• What you have to do:
Please retype the lines starting at the one that contains "the wet soil." and ending at the end of the items, copying them without any changes.

==== Stored data ====

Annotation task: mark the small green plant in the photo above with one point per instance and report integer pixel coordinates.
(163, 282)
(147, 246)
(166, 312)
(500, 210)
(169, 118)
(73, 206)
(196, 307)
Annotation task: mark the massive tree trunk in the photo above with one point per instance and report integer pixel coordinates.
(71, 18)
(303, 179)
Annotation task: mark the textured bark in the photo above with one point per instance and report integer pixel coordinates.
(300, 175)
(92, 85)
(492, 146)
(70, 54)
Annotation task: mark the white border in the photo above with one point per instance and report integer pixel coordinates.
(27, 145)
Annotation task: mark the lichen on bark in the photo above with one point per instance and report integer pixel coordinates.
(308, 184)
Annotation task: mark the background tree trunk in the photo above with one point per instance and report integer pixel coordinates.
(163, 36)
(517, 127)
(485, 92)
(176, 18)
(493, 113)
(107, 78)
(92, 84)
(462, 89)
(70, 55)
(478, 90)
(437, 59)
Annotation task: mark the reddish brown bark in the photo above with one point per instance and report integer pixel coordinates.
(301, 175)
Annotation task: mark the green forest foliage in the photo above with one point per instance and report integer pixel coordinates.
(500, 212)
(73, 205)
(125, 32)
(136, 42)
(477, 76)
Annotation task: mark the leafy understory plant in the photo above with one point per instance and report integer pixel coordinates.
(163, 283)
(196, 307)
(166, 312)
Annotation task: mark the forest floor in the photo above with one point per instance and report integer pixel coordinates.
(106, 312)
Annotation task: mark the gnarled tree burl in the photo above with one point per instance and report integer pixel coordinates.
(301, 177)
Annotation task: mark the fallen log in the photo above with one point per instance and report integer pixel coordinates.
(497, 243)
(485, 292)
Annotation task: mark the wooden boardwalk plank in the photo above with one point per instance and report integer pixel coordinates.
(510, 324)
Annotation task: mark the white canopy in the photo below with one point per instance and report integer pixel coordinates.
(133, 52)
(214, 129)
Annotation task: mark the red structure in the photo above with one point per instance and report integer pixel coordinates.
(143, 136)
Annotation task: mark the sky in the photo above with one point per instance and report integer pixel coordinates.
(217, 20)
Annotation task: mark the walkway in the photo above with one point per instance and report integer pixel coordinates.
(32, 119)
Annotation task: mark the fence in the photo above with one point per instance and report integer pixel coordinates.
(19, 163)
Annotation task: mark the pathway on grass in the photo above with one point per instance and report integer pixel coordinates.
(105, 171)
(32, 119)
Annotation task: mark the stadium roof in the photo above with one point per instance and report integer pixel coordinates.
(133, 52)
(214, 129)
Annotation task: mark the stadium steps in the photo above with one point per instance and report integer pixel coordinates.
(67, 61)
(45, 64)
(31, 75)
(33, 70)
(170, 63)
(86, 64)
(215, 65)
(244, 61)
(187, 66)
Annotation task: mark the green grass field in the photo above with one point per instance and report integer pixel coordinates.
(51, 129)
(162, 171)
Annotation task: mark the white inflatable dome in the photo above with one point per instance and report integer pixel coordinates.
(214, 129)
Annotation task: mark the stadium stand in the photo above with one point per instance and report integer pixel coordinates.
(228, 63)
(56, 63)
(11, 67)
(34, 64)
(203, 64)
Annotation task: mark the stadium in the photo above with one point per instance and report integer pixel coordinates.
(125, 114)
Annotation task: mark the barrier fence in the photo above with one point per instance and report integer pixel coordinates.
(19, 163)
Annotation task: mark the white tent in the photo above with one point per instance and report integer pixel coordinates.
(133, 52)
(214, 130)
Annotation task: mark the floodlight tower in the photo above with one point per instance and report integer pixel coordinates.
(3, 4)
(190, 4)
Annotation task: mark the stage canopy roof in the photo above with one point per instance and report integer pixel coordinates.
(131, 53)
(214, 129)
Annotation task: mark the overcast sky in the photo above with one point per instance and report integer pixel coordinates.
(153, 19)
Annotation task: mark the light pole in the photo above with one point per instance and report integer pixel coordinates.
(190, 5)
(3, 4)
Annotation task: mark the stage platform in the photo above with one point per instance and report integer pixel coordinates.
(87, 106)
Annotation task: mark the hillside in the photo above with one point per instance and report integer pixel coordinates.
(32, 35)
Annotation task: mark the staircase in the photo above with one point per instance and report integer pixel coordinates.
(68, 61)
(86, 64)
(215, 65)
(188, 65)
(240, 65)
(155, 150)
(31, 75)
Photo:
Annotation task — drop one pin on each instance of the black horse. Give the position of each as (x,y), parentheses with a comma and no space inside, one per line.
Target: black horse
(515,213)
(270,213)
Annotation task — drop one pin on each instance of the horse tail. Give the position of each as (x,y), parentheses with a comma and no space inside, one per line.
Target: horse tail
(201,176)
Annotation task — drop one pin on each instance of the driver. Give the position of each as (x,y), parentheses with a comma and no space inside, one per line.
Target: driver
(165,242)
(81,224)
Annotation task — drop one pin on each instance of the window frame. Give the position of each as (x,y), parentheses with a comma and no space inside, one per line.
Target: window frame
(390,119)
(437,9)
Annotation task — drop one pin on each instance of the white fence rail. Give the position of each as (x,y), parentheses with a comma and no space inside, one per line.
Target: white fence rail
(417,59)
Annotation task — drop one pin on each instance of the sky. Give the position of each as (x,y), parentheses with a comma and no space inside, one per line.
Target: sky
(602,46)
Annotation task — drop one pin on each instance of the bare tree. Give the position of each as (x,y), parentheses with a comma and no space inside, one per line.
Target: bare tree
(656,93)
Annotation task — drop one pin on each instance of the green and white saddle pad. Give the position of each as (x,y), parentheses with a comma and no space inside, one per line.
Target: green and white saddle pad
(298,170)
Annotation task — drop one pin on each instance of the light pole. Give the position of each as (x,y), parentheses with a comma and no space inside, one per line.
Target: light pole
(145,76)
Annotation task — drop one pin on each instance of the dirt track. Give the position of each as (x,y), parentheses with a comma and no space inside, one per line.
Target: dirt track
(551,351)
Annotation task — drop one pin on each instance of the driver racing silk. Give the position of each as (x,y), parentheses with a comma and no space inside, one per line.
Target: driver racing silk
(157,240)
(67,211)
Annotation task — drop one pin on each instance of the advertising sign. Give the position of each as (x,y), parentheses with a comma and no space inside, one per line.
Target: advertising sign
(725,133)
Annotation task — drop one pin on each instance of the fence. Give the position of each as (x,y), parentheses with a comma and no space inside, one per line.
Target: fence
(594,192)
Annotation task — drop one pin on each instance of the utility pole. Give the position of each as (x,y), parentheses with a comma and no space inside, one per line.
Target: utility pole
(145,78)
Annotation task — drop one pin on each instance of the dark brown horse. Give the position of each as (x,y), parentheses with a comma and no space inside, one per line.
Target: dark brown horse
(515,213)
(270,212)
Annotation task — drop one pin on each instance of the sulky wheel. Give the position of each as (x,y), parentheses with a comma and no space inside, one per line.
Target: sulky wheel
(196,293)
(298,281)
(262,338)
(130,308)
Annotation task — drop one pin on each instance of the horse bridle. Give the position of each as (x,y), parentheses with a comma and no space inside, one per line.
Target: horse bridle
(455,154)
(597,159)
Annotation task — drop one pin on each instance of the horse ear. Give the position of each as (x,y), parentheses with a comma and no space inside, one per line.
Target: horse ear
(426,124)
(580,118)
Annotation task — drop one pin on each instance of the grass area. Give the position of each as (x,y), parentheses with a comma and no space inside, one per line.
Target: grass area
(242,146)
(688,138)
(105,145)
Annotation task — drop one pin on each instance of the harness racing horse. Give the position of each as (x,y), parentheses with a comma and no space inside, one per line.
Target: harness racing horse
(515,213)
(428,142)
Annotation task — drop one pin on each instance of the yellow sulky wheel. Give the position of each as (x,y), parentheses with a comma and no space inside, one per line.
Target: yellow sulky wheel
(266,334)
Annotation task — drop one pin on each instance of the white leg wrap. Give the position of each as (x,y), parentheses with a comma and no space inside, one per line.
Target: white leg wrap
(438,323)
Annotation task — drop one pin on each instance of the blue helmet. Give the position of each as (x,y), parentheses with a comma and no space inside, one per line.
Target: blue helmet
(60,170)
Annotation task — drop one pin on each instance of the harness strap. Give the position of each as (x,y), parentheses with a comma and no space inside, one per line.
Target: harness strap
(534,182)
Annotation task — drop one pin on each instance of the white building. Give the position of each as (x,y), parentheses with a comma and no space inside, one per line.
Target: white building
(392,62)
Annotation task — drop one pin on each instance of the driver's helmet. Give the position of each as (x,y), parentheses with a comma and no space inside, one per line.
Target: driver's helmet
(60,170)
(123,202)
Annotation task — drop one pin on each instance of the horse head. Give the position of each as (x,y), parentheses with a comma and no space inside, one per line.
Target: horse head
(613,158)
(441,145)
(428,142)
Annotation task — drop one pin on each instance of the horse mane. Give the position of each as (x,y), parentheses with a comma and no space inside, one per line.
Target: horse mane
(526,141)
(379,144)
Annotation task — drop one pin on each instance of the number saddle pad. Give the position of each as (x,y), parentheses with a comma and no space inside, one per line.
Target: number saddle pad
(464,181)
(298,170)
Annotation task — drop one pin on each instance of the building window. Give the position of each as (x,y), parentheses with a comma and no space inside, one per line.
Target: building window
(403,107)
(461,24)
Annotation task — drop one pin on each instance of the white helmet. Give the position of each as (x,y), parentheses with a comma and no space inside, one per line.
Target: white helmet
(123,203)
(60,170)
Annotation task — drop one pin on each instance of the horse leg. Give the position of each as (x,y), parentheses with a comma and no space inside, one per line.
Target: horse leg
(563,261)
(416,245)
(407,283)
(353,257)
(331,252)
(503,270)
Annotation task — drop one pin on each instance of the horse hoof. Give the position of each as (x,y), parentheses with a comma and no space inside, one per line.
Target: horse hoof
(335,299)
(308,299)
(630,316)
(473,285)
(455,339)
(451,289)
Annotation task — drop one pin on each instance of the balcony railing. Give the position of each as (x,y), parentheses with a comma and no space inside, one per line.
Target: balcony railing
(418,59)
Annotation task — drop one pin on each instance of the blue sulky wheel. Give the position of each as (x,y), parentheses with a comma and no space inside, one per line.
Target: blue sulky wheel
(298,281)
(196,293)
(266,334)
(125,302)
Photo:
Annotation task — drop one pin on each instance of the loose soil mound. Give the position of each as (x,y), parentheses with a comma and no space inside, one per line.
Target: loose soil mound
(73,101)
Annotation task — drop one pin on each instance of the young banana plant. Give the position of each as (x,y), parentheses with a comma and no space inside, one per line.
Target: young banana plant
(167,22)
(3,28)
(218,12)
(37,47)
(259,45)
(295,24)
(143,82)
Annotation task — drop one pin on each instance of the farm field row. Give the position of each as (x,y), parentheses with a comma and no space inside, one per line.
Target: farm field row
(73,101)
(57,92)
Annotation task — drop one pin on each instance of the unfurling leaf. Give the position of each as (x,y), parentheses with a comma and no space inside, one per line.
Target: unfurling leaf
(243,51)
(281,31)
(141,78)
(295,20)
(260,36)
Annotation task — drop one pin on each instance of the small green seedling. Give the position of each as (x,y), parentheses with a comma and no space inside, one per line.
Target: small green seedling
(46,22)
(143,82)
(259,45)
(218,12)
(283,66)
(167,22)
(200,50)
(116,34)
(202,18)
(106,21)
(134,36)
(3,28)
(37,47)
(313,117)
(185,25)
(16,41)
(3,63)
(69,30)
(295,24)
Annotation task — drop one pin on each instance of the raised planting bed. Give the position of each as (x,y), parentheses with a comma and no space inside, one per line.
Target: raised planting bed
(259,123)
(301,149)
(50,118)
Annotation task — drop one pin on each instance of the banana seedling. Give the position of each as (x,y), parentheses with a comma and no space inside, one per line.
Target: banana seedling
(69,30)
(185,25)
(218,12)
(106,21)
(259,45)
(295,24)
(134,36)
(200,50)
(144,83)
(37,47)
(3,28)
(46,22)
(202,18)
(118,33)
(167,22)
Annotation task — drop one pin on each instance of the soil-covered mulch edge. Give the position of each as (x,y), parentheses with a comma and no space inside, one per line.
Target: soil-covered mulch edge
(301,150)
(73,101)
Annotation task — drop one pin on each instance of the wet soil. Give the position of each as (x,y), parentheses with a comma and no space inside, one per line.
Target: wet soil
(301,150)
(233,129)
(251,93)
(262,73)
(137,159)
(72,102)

====

• The completed task:
Annotation task — drop one pin on each instance of the wet soil. Give the position of each as (x,y), parentheses with a comma and no space inside, one per line.
Target: wet soil
(301,150)
(233,129)
(251,93)
(262,73)
(137,159)
(72,102)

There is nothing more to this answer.